[WORK REQUIRED] Locate and copy each line in the data that contains the word "parking".

Recorded data:
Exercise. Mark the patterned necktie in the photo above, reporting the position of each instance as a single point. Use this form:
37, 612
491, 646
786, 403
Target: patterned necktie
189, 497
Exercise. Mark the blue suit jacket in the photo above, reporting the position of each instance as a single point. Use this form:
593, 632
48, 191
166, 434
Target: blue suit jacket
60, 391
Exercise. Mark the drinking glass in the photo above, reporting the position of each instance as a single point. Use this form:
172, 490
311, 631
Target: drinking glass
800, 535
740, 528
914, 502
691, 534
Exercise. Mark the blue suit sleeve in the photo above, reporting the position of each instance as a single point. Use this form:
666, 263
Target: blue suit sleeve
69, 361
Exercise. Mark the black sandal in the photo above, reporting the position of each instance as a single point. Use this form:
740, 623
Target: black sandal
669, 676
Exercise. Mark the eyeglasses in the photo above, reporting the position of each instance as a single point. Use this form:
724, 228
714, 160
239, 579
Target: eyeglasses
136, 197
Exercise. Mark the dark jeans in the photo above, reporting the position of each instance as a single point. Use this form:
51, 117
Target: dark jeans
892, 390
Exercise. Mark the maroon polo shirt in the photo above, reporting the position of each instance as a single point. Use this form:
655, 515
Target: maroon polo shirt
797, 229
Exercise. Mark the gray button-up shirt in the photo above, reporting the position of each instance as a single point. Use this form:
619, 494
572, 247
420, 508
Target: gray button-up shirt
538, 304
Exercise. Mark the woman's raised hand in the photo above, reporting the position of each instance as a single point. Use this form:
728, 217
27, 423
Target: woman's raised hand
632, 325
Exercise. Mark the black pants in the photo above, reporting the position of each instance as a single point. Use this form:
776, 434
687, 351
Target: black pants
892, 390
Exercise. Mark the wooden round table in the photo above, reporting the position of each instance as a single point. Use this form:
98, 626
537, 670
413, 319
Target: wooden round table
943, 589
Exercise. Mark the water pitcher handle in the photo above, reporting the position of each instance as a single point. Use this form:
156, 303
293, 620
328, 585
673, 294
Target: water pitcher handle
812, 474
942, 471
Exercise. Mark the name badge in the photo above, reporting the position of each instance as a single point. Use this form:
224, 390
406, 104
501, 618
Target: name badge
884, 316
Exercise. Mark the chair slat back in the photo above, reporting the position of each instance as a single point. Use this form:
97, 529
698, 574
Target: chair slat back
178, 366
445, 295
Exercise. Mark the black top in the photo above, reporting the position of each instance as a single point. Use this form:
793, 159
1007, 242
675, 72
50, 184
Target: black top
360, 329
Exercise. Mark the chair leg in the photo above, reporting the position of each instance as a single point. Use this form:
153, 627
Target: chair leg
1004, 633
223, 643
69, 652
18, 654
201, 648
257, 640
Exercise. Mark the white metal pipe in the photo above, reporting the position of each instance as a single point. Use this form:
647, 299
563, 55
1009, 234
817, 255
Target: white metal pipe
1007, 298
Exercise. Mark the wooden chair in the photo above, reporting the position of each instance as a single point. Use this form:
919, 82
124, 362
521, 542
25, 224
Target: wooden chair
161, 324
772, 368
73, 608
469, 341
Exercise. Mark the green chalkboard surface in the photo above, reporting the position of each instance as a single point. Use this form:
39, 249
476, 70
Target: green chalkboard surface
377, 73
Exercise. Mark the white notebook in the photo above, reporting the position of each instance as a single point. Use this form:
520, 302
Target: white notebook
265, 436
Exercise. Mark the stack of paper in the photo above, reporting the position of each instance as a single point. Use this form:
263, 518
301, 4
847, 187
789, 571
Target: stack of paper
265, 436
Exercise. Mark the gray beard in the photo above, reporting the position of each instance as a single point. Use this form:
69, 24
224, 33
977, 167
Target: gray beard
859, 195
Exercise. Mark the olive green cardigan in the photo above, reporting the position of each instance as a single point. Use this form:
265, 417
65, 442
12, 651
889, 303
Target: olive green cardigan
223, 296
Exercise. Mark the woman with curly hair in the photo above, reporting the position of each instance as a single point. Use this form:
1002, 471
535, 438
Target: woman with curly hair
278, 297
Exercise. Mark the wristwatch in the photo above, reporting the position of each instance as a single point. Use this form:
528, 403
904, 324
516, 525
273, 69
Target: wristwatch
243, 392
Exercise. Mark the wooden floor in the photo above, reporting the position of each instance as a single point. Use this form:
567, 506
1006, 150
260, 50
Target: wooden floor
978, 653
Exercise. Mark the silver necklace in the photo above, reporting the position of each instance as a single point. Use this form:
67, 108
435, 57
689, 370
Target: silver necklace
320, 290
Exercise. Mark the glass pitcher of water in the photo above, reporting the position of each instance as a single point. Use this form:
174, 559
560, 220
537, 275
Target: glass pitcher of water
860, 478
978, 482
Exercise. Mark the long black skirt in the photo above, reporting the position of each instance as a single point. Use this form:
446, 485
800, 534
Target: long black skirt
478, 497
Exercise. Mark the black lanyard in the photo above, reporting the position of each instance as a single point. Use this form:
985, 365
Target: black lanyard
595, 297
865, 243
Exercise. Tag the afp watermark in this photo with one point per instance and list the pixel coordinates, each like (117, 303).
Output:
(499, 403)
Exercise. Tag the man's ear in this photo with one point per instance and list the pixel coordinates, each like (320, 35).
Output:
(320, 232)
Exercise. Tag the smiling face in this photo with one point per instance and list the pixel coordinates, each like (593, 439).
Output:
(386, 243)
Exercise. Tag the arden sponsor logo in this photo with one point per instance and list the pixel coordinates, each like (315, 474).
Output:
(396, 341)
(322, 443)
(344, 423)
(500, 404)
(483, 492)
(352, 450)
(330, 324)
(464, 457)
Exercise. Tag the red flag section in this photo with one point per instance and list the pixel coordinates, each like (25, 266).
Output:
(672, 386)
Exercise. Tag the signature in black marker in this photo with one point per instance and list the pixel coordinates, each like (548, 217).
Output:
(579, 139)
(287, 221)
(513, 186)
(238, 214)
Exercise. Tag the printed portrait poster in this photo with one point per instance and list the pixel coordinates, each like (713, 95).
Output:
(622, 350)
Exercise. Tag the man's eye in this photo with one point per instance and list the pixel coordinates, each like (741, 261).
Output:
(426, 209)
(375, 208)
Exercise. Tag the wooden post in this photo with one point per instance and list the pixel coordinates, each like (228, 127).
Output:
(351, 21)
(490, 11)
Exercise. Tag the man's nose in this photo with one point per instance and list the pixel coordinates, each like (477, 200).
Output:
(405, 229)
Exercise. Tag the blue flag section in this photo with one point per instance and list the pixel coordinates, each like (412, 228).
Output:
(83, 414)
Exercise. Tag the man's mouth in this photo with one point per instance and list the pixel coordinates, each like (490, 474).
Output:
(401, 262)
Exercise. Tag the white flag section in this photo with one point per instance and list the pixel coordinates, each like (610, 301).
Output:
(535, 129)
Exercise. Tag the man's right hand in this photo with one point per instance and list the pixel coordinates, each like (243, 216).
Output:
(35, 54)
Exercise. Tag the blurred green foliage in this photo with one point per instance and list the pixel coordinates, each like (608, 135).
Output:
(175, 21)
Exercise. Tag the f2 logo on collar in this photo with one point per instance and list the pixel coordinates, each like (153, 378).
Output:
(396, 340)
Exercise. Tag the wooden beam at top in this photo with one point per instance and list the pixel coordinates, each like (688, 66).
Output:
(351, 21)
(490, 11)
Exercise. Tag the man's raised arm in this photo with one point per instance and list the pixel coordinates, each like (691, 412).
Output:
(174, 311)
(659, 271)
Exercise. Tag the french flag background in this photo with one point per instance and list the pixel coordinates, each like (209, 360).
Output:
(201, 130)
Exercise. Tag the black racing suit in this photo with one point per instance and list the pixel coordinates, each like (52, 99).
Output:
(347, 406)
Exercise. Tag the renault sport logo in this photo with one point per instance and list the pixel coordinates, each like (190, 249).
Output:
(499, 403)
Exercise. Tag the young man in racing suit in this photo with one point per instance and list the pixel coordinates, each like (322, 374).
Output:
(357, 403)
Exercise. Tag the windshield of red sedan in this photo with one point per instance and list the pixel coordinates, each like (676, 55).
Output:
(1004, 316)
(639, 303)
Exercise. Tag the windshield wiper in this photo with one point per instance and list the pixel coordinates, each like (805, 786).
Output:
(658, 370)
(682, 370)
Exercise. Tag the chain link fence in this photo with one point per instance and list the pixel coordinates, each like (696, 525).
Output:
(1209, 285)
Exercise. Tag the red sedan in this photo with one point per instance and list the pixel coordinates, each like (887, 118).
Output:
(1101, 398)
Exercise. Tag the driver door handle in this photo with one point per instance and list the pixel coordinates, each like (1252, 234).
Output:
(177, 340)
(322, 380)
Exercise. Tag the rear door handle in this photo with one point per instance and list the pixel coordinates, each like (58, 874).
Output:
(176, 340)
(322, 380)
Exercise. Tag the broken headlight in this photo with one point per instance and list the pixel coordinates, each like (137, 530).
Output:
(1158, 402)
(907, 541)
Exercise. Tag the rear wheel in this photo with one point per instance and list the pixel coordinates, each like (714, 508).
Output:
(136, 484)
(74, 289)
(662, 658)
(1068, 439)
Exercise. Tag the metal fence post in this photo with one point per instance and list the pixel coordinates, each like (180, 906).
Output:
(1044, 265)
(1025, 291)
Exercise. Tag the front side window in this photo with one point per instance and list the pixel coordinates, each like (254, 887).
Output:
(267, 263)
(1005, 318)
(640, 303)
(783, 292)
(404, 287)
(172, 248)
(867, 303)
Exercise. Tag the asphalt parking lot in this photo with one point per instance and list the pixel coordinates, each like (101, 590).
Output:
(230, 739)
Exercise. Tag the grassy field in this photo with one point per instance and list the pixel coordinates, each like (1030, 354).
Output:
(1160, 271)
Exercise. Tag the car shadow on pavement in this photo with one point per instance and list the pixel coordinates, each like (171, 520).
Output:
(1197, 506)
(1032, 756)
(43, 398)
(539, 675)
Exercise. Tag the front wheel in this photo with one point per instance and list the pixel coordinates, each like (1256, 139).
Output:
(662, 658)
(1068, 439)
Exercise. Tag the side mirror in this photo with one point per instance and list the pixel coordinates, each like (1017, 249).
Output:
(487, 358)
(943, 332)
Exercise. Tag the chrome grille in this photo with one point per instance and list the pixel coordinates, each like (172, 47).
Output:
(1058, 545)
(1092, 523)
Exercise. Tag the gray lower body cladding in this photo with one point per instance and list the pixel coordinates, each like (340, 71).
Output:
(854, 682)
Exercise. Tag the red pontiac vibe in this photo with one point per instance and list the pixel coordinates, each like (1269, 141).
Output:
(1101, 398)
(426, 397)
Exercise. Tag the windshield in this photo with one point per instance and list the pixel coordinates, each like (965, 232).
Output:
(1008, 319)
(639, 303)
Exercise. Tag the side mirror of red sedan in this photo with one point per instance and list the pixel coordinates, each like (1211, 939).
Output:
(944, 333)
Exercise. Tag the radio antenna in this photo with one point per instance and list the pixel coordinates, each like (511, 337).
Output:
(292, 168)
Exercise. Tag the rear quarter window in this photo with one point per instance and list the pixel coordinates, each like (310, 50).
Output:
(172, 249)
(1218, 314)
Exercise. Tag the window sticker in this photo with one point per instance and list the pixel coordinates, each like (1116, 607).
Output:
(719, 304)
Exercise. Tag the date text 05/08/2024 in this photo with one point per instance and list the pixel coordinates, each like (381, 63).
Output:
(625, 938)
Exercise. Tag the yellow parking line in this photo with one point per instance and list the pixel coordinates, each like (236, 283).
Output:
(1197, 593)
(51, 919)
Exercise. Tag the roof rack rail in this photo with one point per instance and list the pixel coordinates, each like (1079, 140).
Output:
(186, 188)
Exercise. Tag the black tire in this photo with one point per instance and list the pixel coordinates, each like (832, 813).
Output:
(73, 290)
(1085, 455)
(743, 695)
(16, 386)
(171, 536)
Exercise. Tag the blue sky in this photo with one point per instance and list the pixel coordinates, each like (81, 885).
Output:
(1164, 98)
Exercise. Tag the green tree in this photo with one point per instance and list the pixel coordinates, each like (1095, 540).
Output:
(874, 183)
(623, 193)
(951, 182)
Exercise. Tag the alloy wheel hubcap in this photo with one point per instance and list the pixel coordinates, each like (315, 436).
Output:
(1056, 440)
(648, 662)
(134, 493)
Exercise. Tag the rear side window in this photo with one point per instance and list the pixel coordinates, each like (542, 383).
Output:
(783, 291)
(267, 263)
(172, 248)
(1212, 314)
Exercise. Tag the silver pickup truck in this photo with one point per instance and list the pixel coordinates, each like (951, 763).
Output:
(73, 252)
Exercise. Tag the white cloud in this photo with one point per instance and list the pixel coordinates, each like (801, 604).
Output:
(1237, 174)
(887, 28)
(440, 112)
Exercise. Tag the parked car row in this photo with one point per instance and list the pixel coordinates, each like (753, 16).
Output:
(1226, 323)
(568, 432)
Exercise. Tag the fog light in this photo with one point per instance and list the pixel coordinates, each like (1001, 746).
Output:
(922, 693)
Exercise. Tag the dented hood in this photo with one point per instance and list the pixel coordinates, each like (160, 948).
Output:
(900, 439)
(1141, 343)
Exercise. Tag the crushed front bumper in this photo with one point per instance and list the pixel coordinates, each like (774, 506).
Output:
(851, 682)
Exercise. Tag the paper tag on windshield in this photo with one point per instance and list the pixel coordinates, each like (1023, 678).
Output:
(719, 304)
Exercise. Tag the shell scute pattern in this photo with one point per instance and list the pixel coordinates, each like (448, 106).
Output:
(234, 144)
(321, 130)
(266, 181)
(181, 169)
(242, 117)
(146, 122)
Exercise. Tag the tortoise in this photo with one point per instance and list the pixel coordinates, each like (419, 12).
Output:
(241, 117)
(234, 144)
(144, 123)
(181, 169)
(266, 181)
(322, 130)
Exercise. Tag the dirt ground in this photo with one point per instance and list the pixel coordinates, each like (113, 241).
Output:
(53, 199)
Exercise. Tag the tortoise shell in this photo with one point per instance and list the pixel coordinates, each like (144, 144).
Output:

[EXERCISE SOLUTION]
Exercise. Tag the asphalt parking lot in this photo with one point per instance and list the pixel coordinates, each like (101, 590).
Exercise. Tag the yellow parking line in this photo with one point per instance and list the pixel coordinates, each like (236, 283).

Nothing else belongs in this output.